Why was there controversy over her statue?

In 2017, efforts began to establish a statue to Inglis in recognition of her work. Campaigners planned to erect a bronze statue to Inglis but this was then suddenly suspended. 

A statement released by the trustees at the time read: “The reaction to our decision has comprised both positive support and negative but what’s concerning is the level of vitriol directed by some of the contributors, which is bordering on defamatory.

“Given this position, the trustees have taken the decision to pause the process and reflect on both the positive and negative feedback received, particularly from our supporters to date, to consider our options and will make further comment after this period of reflection.”

The National: Phoenix's statue was made using clay Phoenix's statue was made using clay (Image: Natasha Phoenix)

Phoenix had initially hoped to enter the competition, saying she went to “some of the best sculptors” in the world for training.

She worried that the controversy surrounding the initial statue had “besmirched” Inglis’s reputation as that was all she would be associated with.

Surgeon’s Hall

However, she has now had her work accepted by the Surgeons' Hall Museums.

“I was looking at their Instagram and I mentioned I had been building Inglis from skull shapes because in the photographs we have of her she is quite ill so I’ve done it quite clinically using measurements”, Phoenix explained.

The museum felt the end product was a “true representation” and Phoenix has said that it is an “honour” to have her work accepted.

She already showed it off to around 70 people at a small pub in Edinburgh which she said was indicative of how “beloved” a figure Inglis is.

“This is definitely a positive because after she’s been on exhibition she will move to be on public display.

“It’s good that she’s getting recognised because she was a brilliant surgeon.”

The formal handover of the sculpture will be at a private event on February 6 and from the day after it will be available to see for a month.
* * * * * * * * *
■ **TASK DETAILS**
Reproduce the excerpt above on the Inglis statue word for word, from start to finish.

■ **DATASET EXCERPTS**
* * * * * * * * *
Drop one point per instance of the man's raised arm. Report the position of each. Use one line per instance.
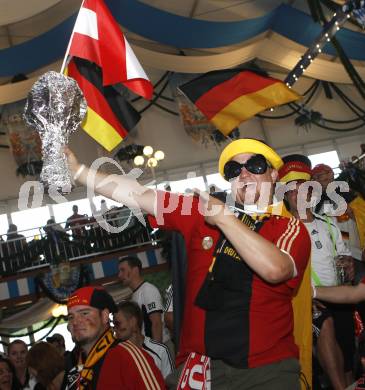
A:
(120, 188)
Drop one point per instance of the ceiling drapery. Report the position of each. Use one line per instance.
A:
(270, 49)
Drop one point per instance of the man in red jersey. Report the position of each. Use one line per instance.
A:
(242, 271)
(105, 363)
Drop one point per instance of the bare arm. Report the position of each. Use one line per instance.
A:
(268, 261)
(342, 294)
(156, 322)
(121, 188)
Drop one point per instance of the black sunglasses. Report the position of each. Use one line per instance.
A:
(257, 165)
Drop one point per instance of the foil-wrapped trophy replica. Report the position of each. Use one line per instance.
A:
(55, 107)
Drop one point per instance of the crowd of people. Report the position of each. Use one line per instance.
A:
(255, 268)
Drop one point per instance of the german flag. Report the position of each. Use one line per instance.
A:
(109, 116)
(229, 97)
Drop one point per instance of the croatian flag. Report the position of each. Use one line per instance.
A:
(98, 38)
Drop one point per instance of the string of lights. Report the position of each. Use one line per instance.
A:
(328, 31)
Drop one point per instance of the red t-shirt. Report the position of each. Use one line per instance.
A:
(128, 367)
(263, 330)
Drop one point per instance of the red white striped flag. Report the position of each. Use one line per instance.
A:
(98, 38)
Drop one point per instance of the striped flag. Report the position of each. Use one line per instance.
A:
(229, 97)
(109, 116)
(98, 38)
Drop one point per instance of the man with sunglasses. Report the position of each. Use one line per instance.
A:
(242, 272)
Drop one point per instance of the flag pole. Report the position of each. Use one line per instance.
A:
(70, 41)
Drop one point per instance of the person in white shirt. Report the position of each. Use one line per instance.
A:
(326, 243)
(146, 295)
(128, 323)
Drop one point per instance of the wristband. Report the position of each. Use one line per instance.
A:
(79, 171)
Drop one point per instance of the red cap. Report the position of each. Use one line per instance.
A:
(96, 297)
(321, 168)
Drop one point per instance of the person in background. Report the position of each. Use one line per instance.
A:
(103, 207)
(169, 310)
(58, 341)
(128, 321)
(295, 172)
(242, 272)
(146, 295)
(76, 222)
(45, 365)
(17, 353)
(7, 375)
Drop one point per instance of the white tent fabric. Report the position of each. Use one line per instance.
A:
(274, 49)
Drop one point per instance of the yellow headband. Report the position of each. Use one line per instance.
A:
(247, 145)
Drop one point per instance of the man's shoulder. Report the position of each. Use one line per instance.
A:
(155, 345)
(127, 351)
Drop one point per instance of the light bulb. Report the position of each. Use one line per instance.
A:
(159, 155)
(59, 310)
(138, 160)
(147, 151)
(152, 162)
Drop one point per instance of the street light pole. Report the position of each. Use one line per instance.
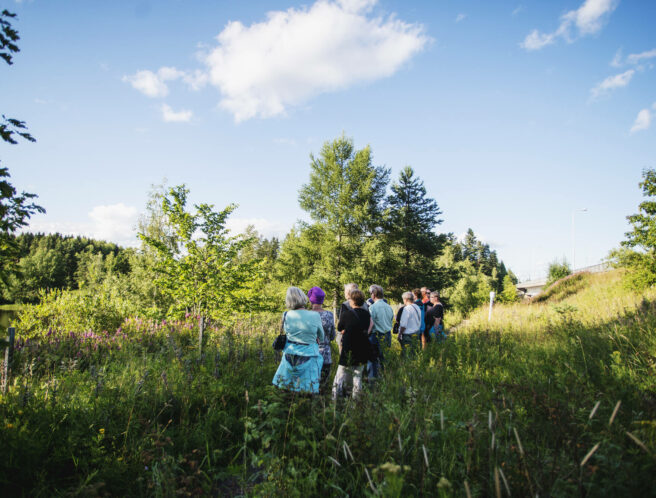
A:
(574, 211)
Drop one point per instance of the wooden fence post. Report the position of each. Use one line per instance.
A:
(9, 358)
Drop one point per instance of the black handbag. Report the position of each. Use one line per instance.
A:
(281, 341)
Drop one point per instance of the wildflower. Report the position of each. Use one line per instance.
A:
(444, 483)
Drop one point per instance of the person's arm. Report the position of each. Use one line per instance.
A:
(439, 314)
(404, 322)
(341, 324)
(320, 334)
(371, 321)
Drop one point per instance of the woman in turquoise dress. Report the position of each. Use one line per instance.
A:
(300, 366)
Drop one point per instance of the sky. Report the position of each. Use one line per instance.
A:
(529, 122)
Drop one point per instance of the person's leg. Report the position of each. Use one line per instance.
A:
(338, 383)
(373, 366)
(406, 345)
(357, 380)
(384, 340)
(325, 376)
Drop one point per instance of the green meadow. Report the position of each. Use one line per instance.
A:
(552, 398)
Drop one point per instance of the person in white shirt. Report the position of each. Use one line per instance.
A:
(409, 325)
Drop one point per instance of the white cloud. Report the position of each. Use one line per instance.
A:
(171, 116)
(265, 227)
(636, 58)
(284, 141)
(115, 223)
(586, 20)
(611, 83)
(294, 55)
(643, 120)
(617, 60)
(154, 84)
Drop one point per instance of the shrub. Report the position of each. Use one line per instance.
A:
(557, 271)
(100, 308)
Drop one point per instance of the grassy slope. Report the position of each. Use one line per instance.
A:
(505, 403)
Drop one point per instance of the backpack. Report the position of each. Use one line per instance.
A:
(422, 324)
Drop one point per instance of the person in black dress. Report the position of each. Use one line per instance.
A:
(354, 324)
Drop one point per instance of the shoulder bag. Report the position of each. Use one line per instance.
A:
(281, 341)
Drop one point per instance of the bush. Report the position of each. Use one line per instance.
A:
(100, 308)
(557, 271)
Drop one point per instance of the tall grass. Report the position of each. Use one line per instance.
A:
(515, 405)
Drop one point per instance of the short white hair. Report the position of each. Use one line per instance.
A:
(295, 298)
(348, 288)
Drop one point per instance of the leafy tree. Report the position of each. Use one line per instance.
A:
(509, 291)
(15, 208)
(558, 270)
(638, 254)
(200, 272)
(345, 196)
(470, 246)
(412, 218)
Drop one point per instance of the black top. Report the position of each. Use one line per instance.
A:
(347, 306)
(355, 341)
(397, 320)
(437, 311)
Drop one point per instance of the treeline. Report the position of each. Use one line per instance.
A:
(364, 228)
(44, 262)
(368, 229)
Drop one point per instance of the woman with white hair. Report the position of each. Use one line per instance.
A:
(300, 366)
(409, 325)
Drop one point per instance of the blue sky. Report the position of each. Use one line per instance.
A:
(515, 114)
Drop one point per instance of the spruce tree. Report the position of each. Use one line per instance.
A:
(411, 221)
(345, 196)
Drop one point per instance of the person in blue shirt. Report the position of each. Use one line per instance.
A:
(380, 332)
(300, 366)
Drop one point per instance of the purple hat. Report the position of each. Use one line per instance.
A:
(316, 295)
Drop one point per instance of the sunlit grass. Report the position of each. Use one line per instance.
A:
(517, 403)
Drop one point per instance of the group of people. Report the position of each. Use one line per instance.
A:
(363, 333)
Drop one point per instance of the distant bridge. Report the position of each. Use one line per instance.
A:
(532, 288)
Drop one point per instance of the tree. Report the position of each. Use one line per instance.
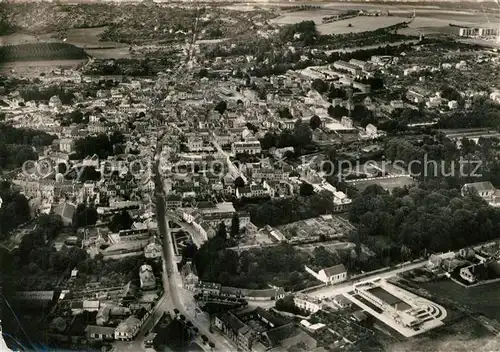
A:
(315, 122)
(306, 189)
(221, 231)
(235, 225)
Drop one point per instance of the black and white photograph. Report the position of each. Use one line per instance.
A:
(250, 176)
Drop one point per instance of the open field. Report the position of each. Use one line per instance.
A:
(461, 336)
(330, 226)
(386, 183)
(34, 68)
(427, 18)
(86, 38)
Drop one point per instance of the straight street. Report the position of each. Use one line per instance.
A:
(171, 279)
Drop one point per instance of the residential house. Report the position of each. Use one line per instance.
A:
(208, 288)
(189, 278)
(485, 190)
(128, 329)
(346, 66)
(247, 147)
(152, 251)
(309, 304)
(100, 333)
(147, 278)
(66, 210)
(173, 201)
(66, 145)
(342, 302)
(273, 233)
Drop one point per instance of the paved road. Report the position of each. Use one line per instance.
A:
(172, 282)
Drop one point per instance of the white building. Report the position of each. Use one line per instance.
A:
(128, 329)
(485, 190)
(371, 130)
(247, 147)
(330, 276)
(147, 278)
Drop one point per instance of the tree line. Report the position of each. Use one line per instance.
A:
(41, 51)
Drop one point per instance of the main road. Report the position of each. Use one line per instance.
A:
(171, 278)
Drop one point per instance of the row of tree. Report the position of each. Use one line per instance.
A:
(430, 218)
(102, 145)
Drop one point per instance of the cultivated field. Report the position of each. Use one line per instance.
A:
(86, 38)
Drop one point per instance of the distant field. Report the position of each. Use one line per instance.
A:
(427, 17)
(484, 299)
(34, 68)
(87, 38)
(359, 24)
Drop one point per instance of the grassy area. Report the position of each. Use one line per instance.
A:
(484, 299)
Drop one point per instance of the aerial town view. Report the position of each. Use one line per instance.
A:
(222, 175)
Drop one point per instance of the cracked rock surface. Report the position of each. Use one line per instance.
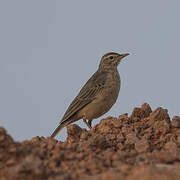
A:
(144, 145)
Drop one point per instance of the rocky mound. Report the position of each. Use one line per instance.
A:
(145, 145)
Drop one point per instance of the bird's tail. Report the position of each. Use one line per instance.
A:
(57, 130)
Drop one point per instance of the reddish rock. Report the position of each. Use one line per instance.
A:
(145, 145)
(176, 121)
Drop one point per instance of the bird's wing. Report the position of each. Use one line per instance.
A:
(86, 95)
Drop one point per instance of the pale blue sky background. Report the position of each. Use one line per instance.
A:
(48, 49)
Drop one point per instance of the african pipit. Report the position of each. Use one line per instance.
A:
(97, 96)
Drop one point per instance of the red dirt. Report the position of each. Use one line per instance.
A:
(145, 145)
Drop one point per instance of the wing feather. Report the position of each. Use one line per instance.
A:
(86, 95)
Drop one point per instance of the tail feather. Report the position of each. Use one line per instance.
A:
(56, 131)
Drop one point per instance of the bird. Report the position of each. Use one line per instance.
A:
(97, 96)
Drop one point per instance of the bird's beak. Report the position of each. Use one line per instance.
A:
(123, 55)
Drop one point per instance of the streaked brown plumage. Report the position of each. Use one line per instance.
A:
(97, 96)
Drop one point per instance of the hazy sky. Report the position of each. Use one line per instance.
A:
(49, 49)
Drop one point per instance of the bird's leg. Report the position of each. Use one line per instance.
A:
(87, 123)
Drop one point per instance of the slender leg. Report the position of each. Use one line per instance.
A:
(87, 123)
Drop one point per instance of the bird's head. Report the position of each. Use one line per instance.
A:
(111, 60)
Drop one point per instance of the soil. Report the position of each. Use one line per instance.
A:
(143, 146)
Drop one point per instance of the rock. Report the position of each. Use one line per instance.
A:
(116, 148)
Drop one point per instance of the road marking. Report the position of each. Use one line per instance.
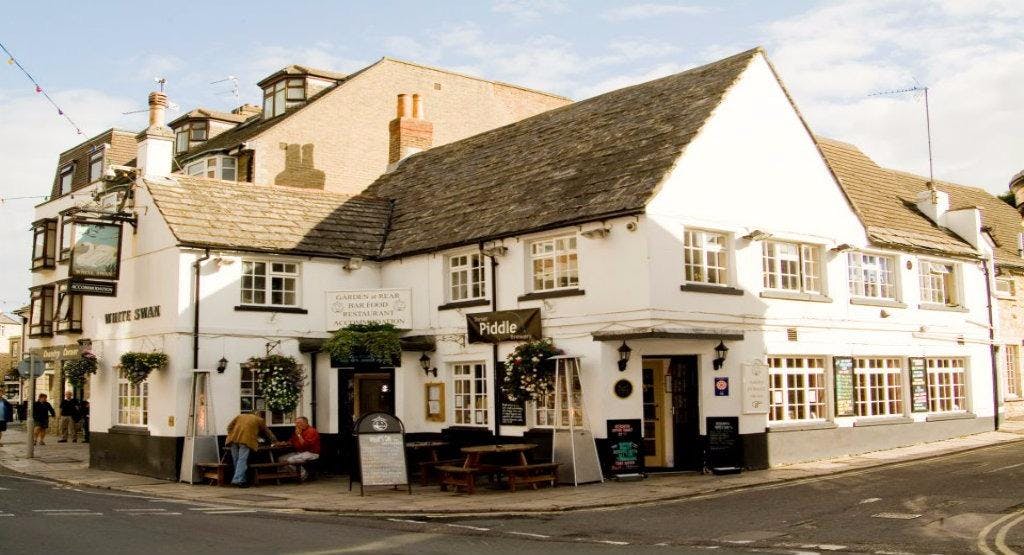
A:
(467, 526)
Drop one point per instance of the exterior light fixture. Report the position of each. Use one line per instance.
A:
(721, 351)
(624, 356)
(425, 365)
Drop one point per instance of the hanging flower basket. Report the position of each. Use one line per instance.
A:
(137, 366)
(526, 375)
(280, 380)
(377, 341)
(79, 370)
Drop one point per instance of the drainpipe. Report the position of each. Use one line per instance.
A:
(991, 347)
(197, 267)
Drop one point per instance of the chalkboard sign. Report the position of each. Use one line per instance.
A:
(625, 446)
(381, 443)
(919, 385)
(725, 452)
(844, 385)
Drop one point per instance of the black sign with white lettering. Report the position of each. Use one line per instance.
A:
(504, 326)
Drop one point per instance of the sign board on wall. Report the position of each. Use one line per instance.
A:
(372, 305)
(96, 251)
(504, 326)
(755, 388)
(844, 385)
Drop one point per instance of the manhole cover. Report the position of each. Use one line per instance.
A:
(253, 497)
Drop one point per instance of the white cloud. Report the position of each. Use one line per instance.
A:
(644, 11)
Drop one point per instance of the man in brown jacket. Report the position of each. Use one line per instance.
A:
(243, 436)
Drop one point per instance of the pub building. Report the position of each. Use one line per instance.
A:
(689, 240)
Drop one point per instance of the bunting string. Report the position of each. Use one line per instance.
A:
(11, 60)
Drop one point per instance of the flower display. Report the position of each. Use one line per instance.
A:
(526, 377)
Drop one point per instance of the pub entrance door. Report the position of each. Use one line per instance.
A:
(672, 413)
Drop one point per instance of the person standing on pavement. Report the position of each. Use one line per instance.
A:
(71, 416)
(243, 437)
(41, 413)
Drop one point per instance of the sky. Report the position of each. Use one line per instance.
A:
(98, 61)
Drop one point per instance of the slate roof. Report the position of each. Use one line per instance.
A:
(584, 162)
(218, 214)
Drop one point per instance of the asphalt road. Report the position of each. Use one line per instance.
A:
(966, 503)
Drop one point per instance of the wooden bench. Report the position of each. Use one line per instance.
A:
(459, 476)
(272, 471)
(531, 474)
(214, 472)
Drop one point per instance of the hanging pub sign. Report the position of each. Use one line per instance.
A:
(843, 367)
(504, 326)
(919, 385)
(96, 251)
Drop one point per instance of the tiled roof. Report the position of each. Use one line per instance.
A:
(885, 201)
(263, 218)
(597, 158)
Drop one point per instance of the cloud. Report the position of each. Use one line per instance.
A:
(645, 11)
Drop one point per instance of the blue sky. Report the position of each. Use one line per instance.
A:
(98, 60)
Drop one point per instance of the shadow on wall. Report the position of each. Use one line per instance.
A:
(299, 171)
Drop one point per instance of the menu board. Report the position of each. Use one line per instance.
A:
(625, 446)
(844, 385)
(725, 453)
(919, 385)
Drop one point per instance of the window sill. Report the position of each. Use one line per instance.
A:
(941, 417)
(705, 288)
(552, 294)
(878, 302)
(942, 307)
(881, 421)
(285, 309)
(802, 427)
(464, 304)
(785, 295)
(129, 430)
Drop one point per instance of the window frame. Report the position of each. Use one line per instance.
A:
(472, 375)
(554, 255)
(268, 276)
(700, 250)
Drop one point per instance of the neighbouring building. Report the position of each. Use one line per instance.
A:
(855, 311)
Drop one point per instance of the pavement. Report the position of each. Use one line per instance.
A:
(68, 463)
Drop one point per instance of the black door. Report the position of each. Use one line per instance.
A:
(687, 449)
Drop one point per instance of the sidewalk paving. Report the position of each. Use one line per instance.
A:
(68, 463)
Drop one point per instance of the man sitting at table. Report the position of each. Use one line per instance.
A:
(243, 436)
(305, 439)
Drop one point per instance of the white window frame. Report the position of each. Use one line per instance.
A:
(790, 386)
(133, 401)
(872, 275)
(706, 260)
(879, 386)
(798, 271)
(937, 291)
(470, 390)
(272, 269)
(467, 276)
(563, 272)
(946, 384)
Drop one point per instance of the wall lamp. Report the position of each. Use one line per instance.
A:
(425, 365)
(624, 356)
(721, 351)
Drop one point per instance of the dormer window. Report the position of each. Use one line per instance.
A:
(282, 95)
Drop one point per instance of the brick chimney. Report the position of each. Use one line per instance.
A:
(410, 133)
(156, 143)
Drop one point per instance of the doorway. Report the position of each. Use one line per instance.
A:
(671, 413)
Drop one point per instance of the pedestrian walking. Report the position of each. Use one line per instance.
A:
(71, 417)
(41, 413)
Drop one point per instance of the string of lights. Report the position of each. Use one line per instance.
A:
(11, 60)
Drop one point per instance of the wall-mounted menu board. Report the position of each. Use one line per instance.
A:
(844, 385)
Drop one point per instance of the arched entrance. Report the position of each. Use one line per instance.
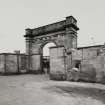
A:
(63, 33)
(46, 57)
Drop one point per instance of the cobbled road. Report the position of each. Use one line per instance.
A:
(39, 90)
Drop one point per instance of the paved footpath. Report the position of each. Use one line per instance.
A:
(39, 90)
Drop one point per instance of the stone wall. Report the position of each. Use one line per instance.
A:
(13, 63)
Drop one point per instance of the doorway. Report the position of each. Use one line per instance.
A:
(46, 58)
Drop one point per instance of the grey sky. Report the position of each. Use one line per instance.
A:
(16, 15)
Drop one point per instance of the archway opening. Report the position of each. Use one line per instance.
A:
(46, 57)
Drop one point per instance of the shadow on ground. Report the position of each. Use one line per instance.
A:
(94, 93)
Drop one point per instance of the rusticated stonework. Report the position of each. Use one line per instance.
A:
(63, 33)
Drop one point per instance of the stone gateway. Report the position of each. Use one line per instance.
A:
(63, 33)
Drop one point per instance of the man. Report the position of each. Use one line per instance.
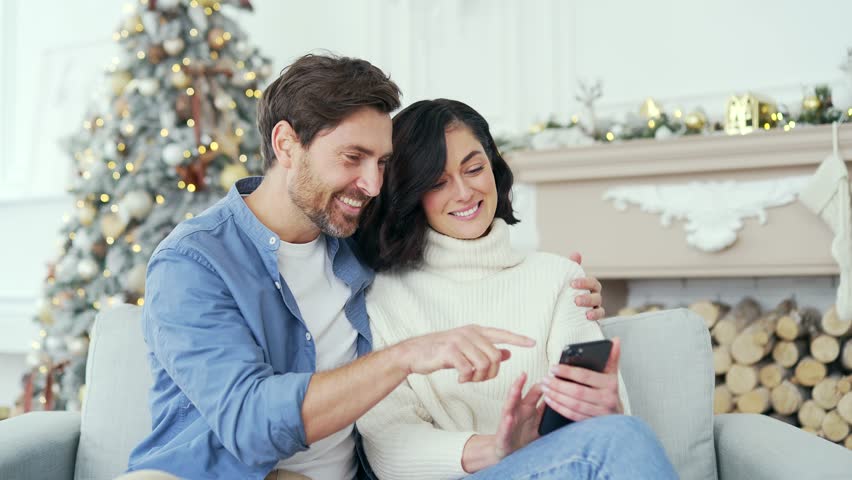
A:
(255, 318)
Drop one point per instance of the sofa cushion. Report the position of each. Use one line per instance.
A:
(667, 365)
(115, 415)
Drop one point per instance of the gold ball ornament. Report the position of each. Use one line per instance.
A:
(180, 80)
(119, 80)
(216, 38)
(695, 121)
(99, 249)
(811, 103)
(156, 54)
(183, 107)
(230, 174)
(112, 225)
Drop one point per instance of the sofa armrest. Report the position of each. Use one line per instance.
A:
(759, 447)
(39, 445)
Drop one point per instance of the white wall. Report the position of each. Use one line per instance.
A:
(515, 61)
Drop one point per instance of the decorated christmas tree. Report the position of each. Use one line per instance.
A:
(173, 130)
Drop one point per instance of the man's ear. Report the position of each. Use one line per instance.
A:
(285, 143)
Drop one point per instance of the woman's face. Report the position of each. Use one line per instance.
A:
(463, 200)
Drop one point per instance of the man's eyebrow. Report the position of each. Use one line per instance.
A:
(359, 148)
(470, 156)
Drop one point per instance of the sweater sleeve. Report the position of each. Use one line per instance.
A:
(570, 325)
(400, 440)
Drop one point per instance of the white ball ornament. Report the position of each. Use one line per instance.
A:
(147, 86)
(54, 344)
(76, 346)
(135, 280)
(174, 46)
(86, 215)
(87, 269)
(137, 204)
(222, 101)
(173, 155)
(112, 225)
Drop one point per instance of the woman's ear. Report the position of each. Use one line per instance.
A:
(285, 143)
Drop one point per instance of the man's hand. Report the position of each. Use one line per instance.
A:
(578, 393)
(471, 350)
(521, 416)
(593, 299)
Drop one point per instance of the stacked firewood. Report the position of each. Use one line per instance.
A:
(794, 364)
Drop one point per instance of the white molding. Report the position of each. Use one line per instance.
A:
(16, 323)
(803, 146)
(711, 225)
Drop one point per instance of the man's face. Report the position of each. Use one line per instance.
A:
(334, 179)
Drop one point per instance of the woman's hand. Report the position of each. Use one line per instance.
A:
(578, 393)
(521, 416)
(594, 299)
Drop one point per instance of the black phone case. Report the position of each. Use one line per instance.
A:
(589, 355)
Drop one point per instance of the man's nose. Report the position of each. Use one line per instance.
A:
(370, 179)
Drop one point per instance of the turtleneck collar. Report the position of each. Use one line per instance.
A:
(470, 259)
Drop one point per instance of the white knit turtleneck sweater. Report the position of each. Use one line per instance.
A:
(419, 431)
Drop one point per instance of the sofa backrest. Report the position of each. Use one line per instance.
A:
(667, 365)
(115, 415)
(666, 362)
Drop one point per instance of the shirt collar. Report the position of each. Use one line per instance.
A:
(262, 236)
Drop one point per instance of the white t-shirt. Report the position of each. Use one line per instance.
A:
(321, 296)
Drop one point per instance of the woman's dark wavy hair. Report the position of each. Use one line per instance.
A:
(392, 231)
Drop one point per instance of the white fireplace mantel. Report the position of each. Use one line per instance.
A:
(572, 214)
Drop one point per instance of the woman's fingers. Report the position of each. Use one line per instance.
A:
(582, 399)
(564, 411)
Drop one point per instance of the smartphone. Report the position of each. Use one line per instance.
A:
(590, 355)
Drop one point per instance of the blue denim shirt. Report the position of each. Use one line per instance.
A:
(230, 355)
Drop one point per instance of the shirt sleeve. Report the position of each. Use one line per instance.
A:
(197, 332)
(570, 325)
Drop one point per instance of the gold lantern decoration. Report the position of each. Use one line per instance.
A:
(748, 113)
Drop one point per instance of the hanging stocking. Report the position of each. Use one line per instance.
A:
(827, 195)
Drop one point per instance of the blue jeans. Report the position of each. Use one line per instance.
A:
(608, 447)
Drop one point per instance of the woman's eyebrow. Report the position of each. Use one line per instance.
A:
(469, 156)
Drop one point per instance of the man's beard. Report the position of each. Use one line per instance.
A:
(309, 193)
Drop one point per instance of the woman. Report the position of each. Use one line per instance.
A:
(439, 238)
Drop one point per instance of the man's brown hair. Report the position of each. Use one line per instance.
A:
(317, 92)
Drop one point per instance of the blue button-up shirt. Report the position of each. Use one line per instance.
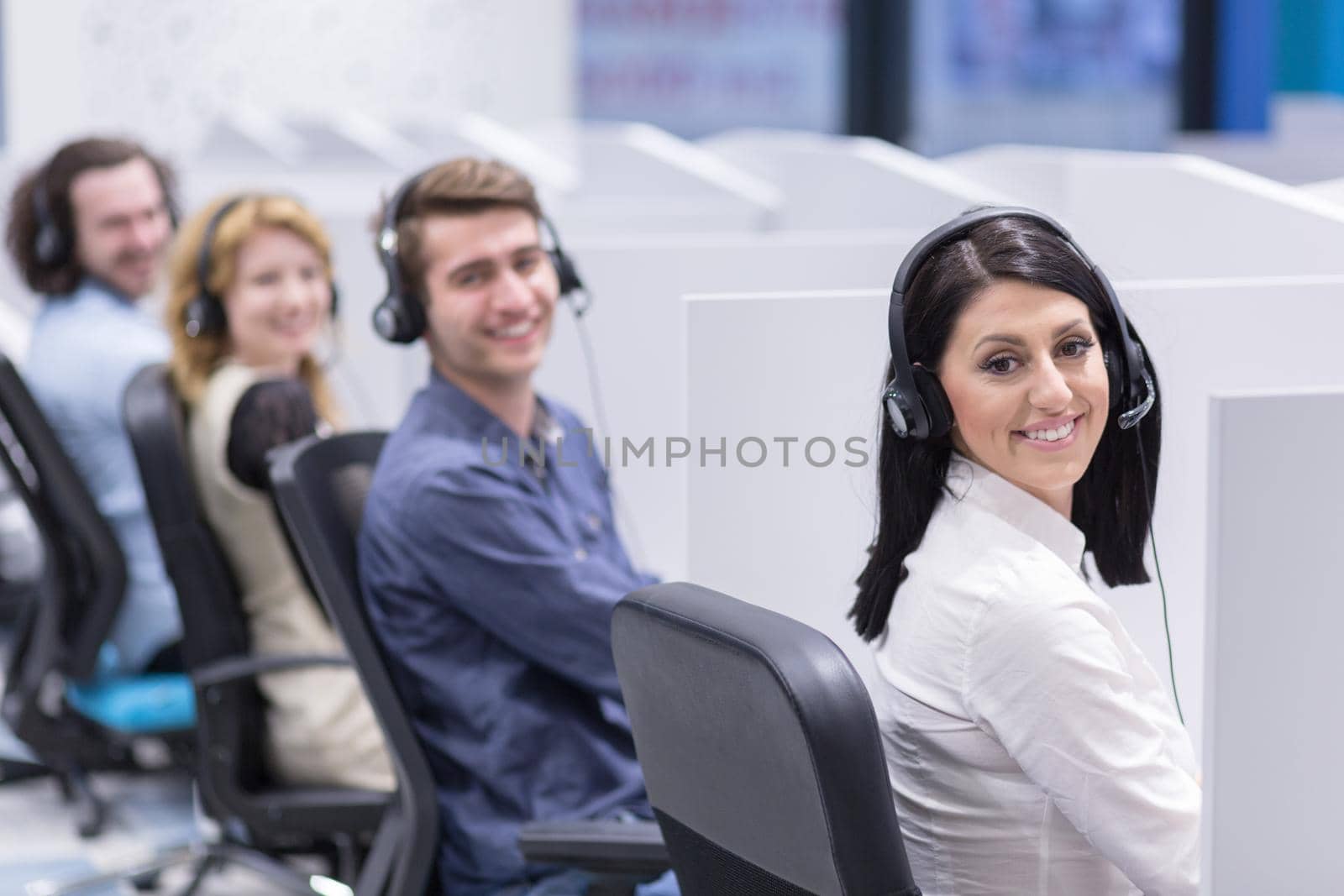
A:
(85, 349)
(491, 582)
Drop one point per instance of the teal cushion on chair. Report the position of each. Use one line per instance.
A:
(138, 705)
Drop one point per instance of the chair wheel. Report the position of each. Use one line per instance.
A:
(145, 883)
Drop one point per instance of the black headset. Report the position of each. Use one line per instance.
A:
(205, 313)
(401, 316)
(916, 402)
(50, 242)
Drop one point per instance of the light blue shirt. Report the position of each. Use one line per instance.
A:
(85, 349)
(491, 584)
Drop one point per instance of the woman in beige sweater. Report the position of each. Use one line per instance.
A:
(250, 296)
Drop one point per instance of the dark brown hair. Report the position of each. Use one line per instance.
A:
(459, 187)
(64, 275)
(1110, 506)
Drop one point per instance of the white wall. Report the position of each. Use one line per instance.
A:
(165, 69)
(795, 539)
(846, 183)
(1163, 215)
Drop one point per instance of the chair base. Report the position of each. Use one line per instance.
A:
(205, 860)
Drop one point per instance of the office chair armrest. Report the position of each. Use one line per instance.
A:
* * * * * * * * *
■ **THE ANSWER**
Why was there controversy over her statue?

In 2017, efforts began to establish a statue to Inglis in recognition of her work. Campaigners planned to erect a bronze statue to Inglis but this was then suddenly suspended. 

A statement released by the trustees at the time read: “The reaction to our decision has comprised both positive support and negative but what’s concerning is the level of vitriol directed by some of the contributors, which is bordering on defamatory.

“Given this position, the trustees have taken the decision to pause the process and reflect on both the positive and negative feedback received, particularly from our supporters to date, to consider our options and will make further comment after this period of reflection.”

The National: Phoenix's statue was made using clay Phoenix's statue was made using clay (Image: Natasha Phoenix)

Phoenix had initially hoped to enter the competition, saying she went to “some of the best sculptors” in the world for training.

She worried that the controversy surrounding the initial statue had “besmirched” Inglis’s reputation as that was all she would be associated with.

Surgeon’s Hall

However, she has now had her work accepted by the Surgeons' Hall Museums.

“I was looking at their Instagram and I mentioned I had been building Inglis from skull shapes because in the photographs we have of her she is quite ill so I’ve done it quite clinically using measurements”, Phoenix explained.

The museum felt the end product was a “true representation” and Phoenix has said that it is an “honour” to have her work accepted.

She already showed it off to around 70 people at a small pub in Edinburgh which she said was indicative of how “beloved” a figure Inglis is.

“This is definitely a positive because after she’s been on exhibition she will move to be on public display.

“It’s good that she’s getting recognised because she was a brilliant surgeon.”

The formal handover of the sculpture will be at a private event on February 6 and from the day after it will be available to see for a month.